▶ [Exercise brief]
Rewrite the entries below with every "photo" changed to "image" and nothing else altered. Leave out the pictures.

────────

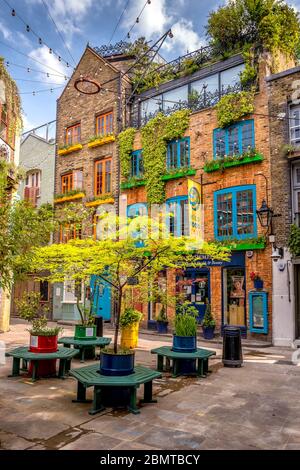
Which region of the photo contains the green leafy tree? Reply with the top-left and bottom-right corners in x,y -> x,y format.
33,218 -> 229,352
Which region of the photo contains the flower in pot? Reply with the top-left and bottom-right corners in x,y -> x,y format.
16,292 -> 62,353
172,302 -> 198,352
156,305 -> 169,333
202,304 -> 216,339
250,272 -> 264,289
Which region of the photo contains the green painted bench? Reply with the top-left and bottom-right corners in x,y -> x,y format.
151,346 -> 216,377
58,336 -> 111,362
5,346 -> 78,382
70,363 -> 161,415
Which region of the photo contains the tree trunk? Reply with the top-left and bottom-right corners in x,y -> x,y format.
114,289 -> 123,354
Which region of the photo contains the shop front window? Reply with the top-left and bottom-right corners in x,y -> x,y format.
223,268 -> 246,326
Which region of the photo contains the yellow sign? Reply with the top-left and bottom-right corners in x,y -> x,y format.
188,179 -> 204,243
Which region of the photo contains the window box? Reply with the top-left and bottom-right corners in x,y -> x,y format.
204,153 -> 264,173
121,180 -> 146,189
88,135 -> 116,148
85,196 -> 115,207
57,144 -> 82,155
161,168 -> 196,181
54,192 -> 85,204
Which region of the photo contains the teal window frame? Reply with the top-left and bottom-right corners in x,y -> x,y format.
214,184 -> 257,240
167,137 -> 190,170
166,196 -> 189,238
130,149 -> 144,177
213,119 -> 255,159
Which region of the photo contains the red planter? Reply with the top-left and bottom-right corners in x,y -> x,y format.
29,335 -> 57,353
28,335 -> 58,377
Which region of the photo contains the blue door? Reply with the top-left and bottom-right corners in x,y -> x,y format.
90,275 -> 111,320
176,268 -> 210,323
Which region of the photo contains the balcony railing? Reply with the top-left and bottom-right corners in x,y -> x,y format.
132,83 -> 246,127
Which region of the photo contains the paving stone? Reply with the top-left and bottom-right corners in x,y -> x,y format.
60,432 -> 121,450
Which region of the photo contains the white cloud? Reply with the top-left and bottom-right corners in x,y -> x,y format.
28,45 -> 69,84
163,19 -> 205,54
0,21 -> 12,40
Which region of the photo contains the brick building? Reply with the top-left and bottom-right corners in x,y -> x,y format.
266,67 -> 300,346
53,46 -> 133,320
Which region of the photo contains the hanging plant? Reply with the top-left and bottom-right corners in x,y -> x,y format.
141,109 -> 190,204
118,127 -> 135,178
0,57 -> 22,147
216,91 -> 254,127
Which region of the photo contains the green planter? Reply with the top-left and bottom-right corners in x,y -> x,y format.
204,154 -> 264,173
161,168 -> 196,181
74,325 -> 96,341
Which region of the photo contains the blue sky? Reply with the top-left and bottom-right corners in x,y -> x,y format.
0,0 -> 300,134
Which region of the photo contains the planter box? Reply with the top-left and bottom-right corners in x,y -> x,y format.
88,135 -> 116,148
57,144 -> 82,155
121,322 -> 139,349
74,325 -> 96,341
172,335 -> 197,352
54,193 -> 85,204
203,154 -> 264,173
85,197 -> 115,207
100,351 -> 134,376
121,180 -> 146,189
161,168 -> 196,181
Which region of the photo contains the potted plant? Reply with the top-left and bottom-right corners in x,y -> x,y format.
172,302 -> 198,352
156,305 -> 169,334
16,292 -> 63,377
202,304 -> 216,339
250,272 -> 264,289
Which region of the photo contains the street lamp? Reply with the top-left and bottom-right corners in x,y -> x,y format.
256,199 -> 274,228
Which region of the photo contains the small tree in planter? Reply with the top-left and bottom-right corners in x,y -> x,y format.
34,218 -> 228,374
202,304 -> 216,339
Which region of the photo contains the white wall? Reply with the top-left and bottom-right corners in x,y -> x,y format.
272,248 -> 295,347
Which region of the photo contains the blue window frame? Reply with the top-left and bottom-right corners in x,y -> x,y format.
127,202 -> 148,247
166,196 -> 190,237
214,185 -> 257,240
130,150 -> 144,176
167,137 -> 190,168
213,119 -> 255,158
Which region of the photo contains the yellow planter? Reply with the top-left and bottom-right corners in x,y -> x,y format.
57,144 -> 82,155
121,322 -> 139,349
54,193 -> 85,204
88,135 -> 116,148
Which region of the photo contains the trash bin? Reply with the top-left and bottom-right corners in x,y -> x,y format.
95,317 -> 103,336
223,326 -> 243,367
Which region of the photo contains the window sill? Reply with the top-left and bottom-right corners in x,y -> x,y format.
88,135 -> 116,148
203,154 -> 264,173
161,168 -> 196,181
54,193 -> 85,204
57,144 -> 82,155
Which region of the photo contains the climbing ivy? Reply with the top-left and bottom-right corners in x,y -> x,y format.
0,57 -> 22,147
288,224 -> 300,256
141,109 -> 190,204
118,127 -> 135,178
216,91 -> 254,127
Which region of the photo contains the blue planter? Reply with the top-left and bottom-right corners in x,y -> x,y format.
156,321 -> 169,334
172,335 -> 197,352
100,352 -> 134,376
254,279 -> 264,289
202,326 -> 215,339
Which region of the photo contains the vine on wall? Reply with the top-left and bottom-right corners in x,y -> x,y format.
216,91 -> 254,127
0,57 -> 22,147
118,127 -> 135,178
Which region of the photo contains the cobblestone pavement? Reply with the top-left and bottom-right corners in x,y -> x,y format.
0,321 -> 300,450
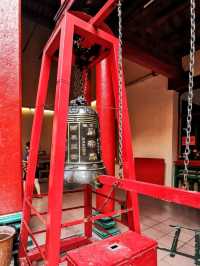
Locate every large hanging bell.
[64,96,105,184]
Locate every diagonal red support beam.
[89,0,118,27]
[99,176,200,209]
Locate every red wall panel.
[0,0,22,215]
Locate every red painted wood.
[19,52,51,257]
[135,158,165,185]
[28,237,90,262]
[67,231,157,266]
[89,0,118,27]
[96,59,116,212]
[174,160,200,167]
[0,0,22,215]
[84,185,92,238]
[46,16,74,266]
[99,176,200,209]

────────

▶ [Reply to the task]
Which region of the image contains the green leafy tree? Reply with the top-left and bottom-right corners in x,y -> x,y format.
33,218 -> 229,352
Which region of the image contains the flower in pot? Reply with the top-left and bottom-right corners in x,y -> x,y format.
16,292 -> 62,353
172,302 -> 198,352
156,305 -> 169,333
202,304 -> 216,339
250,272 -> 264,289
Which region of the image contains the green painted bench? Reply with the top-left and bottom-right corners in x,y -> x,y format.
151,346 -> 216,377
58,336 -> 111,362
5,346 -> 78,382
70,363 -> 161,415
Which region of the image contains the tree trunk? Reply with the top-left and bottom-right corners in x,y -> x,y format.
114,289 -> 123,354
Which region of the image contains the shop front window? Reply with the top-left and bottom-right corners in x,y -> x,y format.
223,268 -> 246,326
Which region of the image contains the yellow sign? Reply with the top-left and bottom-right corners in x,y -> x,y format.
188,179 -> 204,243
Which region of the image contains the window box? Reply with the top-left and bottom-right corners in x,y -> x,y format.
204,153 -> 264,173
121,180 -> 146,189
88,135 -> 116,148
85,196 -> 115,207
57,144 -> 82,155
161,168 -> 196,181
54,192 -> 85,204
Which region of the image contains the teal window frame? Reply with the top-left and bottom-right corners in x,y -> x,y format.
214,184 -> 257,240
167,137 -> 190,170
166,196 -> 189,238
130,149 -> 144,177
213,119 -> 255,159
Which region of the image contains the red planter? Reply with the top-left and bottom-right corners in x,y -> x,y format.
29,335 -> 57,353
28,335 -> 58,377
Which region of the image contains the blue door? Reply with the top-left and bottom-right corners in x,y -> x,y format.
90,275 -> 111,320
176,268 -> 210,323
Which region of the image contains the balcony railing? Reply with the top-left and bottom-right corners in x,y -> x,y format.
132,83 -> 246,127
Which region of the image contains the paving stone? Reply with the top-left and bottom-right corners in x,y -> x,y format.
60,432 -> 121,450
Which region of the image contains the white cloud? Reply with the top-left and bottom-right corners in x,y -> x,y format.
28,45 -> 69,84
163,19 -> 205,54
0,21 -> 12,40
Which region of the image contains the brick building? Reply with the top-left and bottom-right corners in x,y -> x,y format.
266,67 -> 300,346
53,46 -> 133,320
Which region of the image contains the hanging plant? Reply with the top-left and bottom-right corners in x,y -> x,y format.
141,109 -> 190,204
118,127 -> 135,178
0,57 -> 22,147
216,91 -> 254,127
Which region of the image contains the green planter? Reply with the top-left and bottom-right corners in x,y -> x,y format.
204,154 -> 264,173
161,168 -> 196,181
74,325 -> 96,341
Which region of the image contains the blue sky? Reply with the top-left and bottom-right corners in x,y -> x,y format.
0,0 -> 300,134
Which region of the image contains the planter box? Reply with the top-left and bottom-right corners in x,y -> x,y format.
88,135 -> 116,148
57,144 -> 82,155
121,322 -> 139,349
74,325 -> 96,341
172,335 -> 197,352
54,193 -> 85,204
203,154 -> 264,173
85,197 -> 115,207
100,351 -> 134,376
121,180 -> 146,189
161,168 -> 196,181
Which region of the image contains the potted plant? Reply with the top-left and bottom-right corners in x,y -> x,y format.
172,302 -> 198,352
156,305 -> 169,334
16,292 -> 63,377
202,304 -> 216,339
250,272 -> 264,289
Which region of the image contains the street lamp? Reply with the top-left and bottom-right corners in x,y -> x,y format.
256,199 -> 274,228
Which region of the image contains the small tree in planter? Reply with the top-left and bottom-right corners in x,y -> x,y format.
34,218 -> 228,374
202,304 -> 216,339
Which region of the image contains the white wall? Reply with the top-left and bottom-right corners in x,y -> x,y format.
272,248 -> 295,347
Which region of the image contains the blue window frame? Reply with the top-left and bottom-right corners in x,y -> x,y format.
127,202 -> 148,247
166,196 -> 190,237
214,185 -> 257,240
130,150 -> 144,176
167,137 -> 190,168
213,119 -> 255,158
Which region of the image contains the yellow planter? Reply with the top-left and bottom-right corners in x,y -> x,y format.
57,144 -> 82,155
121,322 -> 139,349
54,193 -> 85,204
88,135 -> 116,148
Which region of the image contains the trash bin? Reply with the top-left and bottom-right corners in x,y -> x,y format.
95,317 -> 103,336
223,326 -> 243,367
Which region of the image contains the window sill? Reply with the top-left and bottom-right corners in x,y -> x,y format.
88,135 -> 116,148
203,154 -> 264,173
161,168 -> 196,181
54,193 -> 85,204
57,144 -> 82,155
Which region of the image contains the climbing ivy? Reply with the top-left and bottom-right corners in x,y -> x,y format.
0,57 -> 22,147
288,224 -> 300,256
141,109 -> 190,204
118,127 -> 135,178
216,91 -> 254,127
Which region of the image contains the blue planter? Reply with the top-left and bottom-right corners in x,y -> x,y format.
156,321 -> 169,334
172,335 -> 197,352
100,352 -> 134,376
254,279 -> 264,289
202,326 -> 215,339
Which region of the image contains the vine on wall? Reply with the top-left and bottom-right corners in x,y -> x,y format.
216,91 -> 254,127
0,57 -> 22,147
118,127 -> 135,178
Which region of the image contains the cobblestone pavement? Reply with the top-left and bottom-right corners in x,y -> x,y format.
0,321 -> 300,450
Locate every large hanging bell.
[64,96,105,184]
Locate every diagonal red support beam.
[89,0,118,27]
[99,176,200,209]
Locate every red wall panel.
[0,0,22,215]
Locate every red painted wood.
[19,52,51,257]
[135,158,165,185]
[28,237,90,262]
[67,231,157,266]
[89,0,118,27]
[96,59,116,212]
[174,160,200,167]
[0,0,22,215]
[84,185,92,238]
[46,16,74,266]
[99,176,200,209]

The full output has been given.